THE PROBLEM = Return each line of the records that contains the word "mushroom".

INFORMATION PROVIDED =

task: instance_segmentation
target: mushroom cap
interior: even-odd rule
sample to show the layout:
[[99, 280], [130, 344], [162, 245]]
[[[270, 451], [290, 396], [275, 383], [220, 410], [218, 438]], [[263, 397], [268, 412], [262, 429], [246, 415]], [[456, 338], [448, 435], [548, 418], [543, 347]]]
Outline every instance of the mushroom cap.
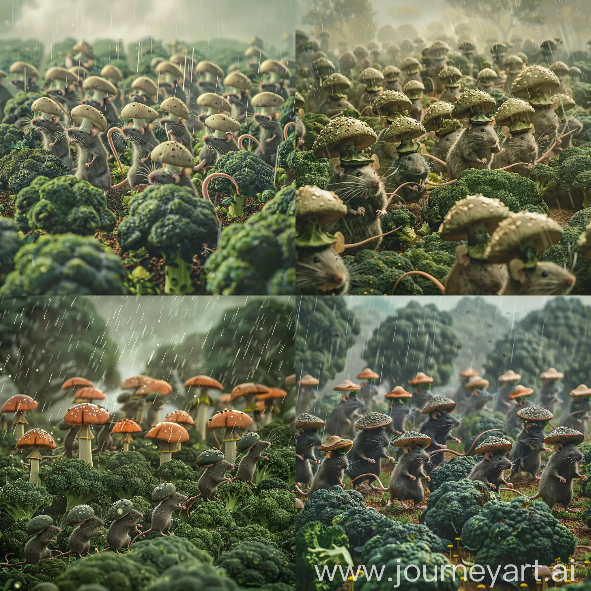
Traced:
[[528, 99], [532, 94], [540, 89], [544, 94], [554, 92], [560, 86], [560, 81], [553, 72], [543, 66], [534, 64], [525, 68], [513, 80], [511, 94]]
[[131, 418], [124, 418], [118, 421], [113, 426], [112, 433], [139, 433], [142, 428], [134, 420]]
[[[443, 72], [443, 70], [441, 70]], [[437, 119], [441, 117], [443, 119], [449, 119], [453, 111], [453, 105], [446, 103], [444, 100], [438, 100], [427, 109], [427, 112], [421, 122], [427, 131], [437, 131], [439, 126]]]
[[513, 444], [502, 437], [495, 437], [491, 435], [486, 439], [475, 450], [474, 453], [476, 456], [482, 456], [487, 452], [502, 452], [508, 453], [511, 450]]
[[510, 125], [512, 119], [519, 118], [525, 115], [535, 112], [535, 109], [529, 103], [521, 99], [511, 98], [505, 100], [495, 113], [497, 125]]
[[146, 439], [157, 439], [169, 443], [179, 443], [189, 439], [187, 430], [178, 423], [164, 421], [154, 425], [144, 436]]
[[418, 431], [405, 431], [392, 442], [392, 445], [395, 447], [405, 447], [407, 446], [428, 447], [431, 445], [431, 437]]
[[57, 103], [49, 96], [40, 96], [35, 99], [31, 105], [31, 110], [34, 113], [47, 113], [48, 115], [61, 115], [63, 112]]
[[460, 199], [446, 215], [439, 226], [441, 240], [466, 240], [470, 226], [482, 224], [492, 234], [499, 224], [509, 217], [509, 208], [498, 199], [482, 195], [468, 195]]
[[585, 436], [580, 431], [571, 429], [569, 427], [557, 427], [550, 434], [544, 438], [544, 443], [548, 445], [555, 443], [572, 443], [579, 445], [583, 443]]
[[296, 429], [322, 429], [324, 421], [313, 414], [302, 413], [296, 417]]
[[43, 447], [44, 449], [55, 449], [56, 444], [53, 441], [53, 438], [47, 431], [44, 431], [43, 429], [31, 429], [17, 441], [18, 449], [23, 449], [25, 447]]
[[410, 392], [407, 392], [402, 386], [397, 386], [394, 389], [386, 394], [385, 397], [390, 398], [411, 398], [413, 395]]
[[159, 144], [152, 150], [150, 158], [154, 162], [161, 162], [181, 168], [186, 166], [193, 168], [195, 164], [193, 154], [182, 144], [173, 141]]
[[348, 452], [353, 447], [353, 441], [350, 439], [342, 439], [338, 435], [331, 435], [326, 440], [326, 443], [318, 446], [320, 452], [333, 452], [336, 449], [344, 449]]
[[523, 243], [533, 241], [539, 252], [560, 240], [563, 231], [558, 222], [545, 214], [511, 212], [493, 233], [486, 256], [489, 262], [509, 262], [519, 256]]
[[508, 398], [509, 400], [515, 400], [515, 398], [522, 398], [526, 396], [530, 396], [534, 393], [534, 391], [531, 388], [522, 386], [521, 384], [518, 384], [515, 386], [515, 389], [509, 395]]
[[452, 411], [456, 408], [456, 403], [453, 400], [446, 398], [444, 396], [434, 396], [423, 407], [421, 413], [423, 414], [428, 414], [430, 413], [442, 413], [443, 411]]
[[64, 420], [69, 425], [104, 425], [109, 420], [109, 411], [90, 402], [82, 402], [69, 408]]
[[358, 152], [369, 148], [378, 139], [375, 132], [366, 124], [351, 117], [336, 117], [318, 134], [312, 151], [318, 158], [339, 158], [340, 145], [353, 141]]
[[104, 131], [107, 128], [107, 120], [105, 115], [90, 105], [77, 105], [70, 114], [76, 123], [82, 123], [83, 119], [89, 119], [99, 131]]
[[229, 112], [232, 109], [230, 103], [220, 95], [215, 92], [204, 92], [197, 98], [197, 104], [200, 107], [209, 107], [218, 111]]
[[489, 94], [472, 88], [465, 90], [457, 98], [457, 100], [454, 103], [452, 114], [456, 119], [463, 119], [470, 117], [474, 107], [480, 107], [483, 112], [486, 113], [494, 109], [496, 105], [495, 99]]
[[143, 103], [129, 103], [121, 109], [124, 119], [157, 119], [158, 111]]
[[506, 373], [499, 376], [499, 381], [504, 384], [505, 382], [518, 382], [521, 379], [521, 374], [516, 374], [512, 369], [508, 369]]
[[545, 423], [554, 418], [554, 414], [543, 407], [524, 407], [517, 411], [517, 416], [530, 423]]
[[545, 372], [540, 374], [540, 377], [542, 379], [560, 379], [564, 377], [564, 374], [555, 368], [548, 368]]
[[574, 390], [569, 392], [569, 395], [573, 398], [591, 395], [591, 388], [587, 388], [584, 384], [580, 384]]
[[24, 411], [34, 410], [37, 407], [37, 401], [33, 400], [30, 396], [15, 394], [2, 404], [0, 411], [2, 413], [22, 413]]
[[368, 413], [355, 421], [355, 427], [362, 431], [380, 429], [392, 423], [392, 417], [382, 413]]
[[186, 119], [189, 116], [189, 110], [180, 99], [177, 99], [176, 96], [169, 96], [167, 99], [164, 99], [160, 103], [160, 108], [163, 111], [171, 113], [177, 117], [182, 117]]
[[284, 103], [283, 98], [274, 92], [259, 92], [251, 99], [251, 104], [257, 108], [264, 107], [276, 107], [278, 108]]
[[131, 83], [131, 88], [134, 90], [143, 90], [144, 92], [147, 92], [150, 96], [154, 96], [158, 93], [156, 83], [147, 76], [141, 76], [136, 78]]
[[420, 371], [412, 379], [408, 380], [408, 383], [413, 386], [417, 384], [431, 384], [433, 378], [431, 376]]
[[[230, 398], [230, 400], [232, 399]], [[207, 421], [208, 429], [222, 429], [238, 427], [245, 429], [252, 424], [252, 418], [239, 410], [220, 410], [212, 415]]]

EXERCISE SOLUTION =
target: mushroom cap
Outline every instance of the mushroom cap.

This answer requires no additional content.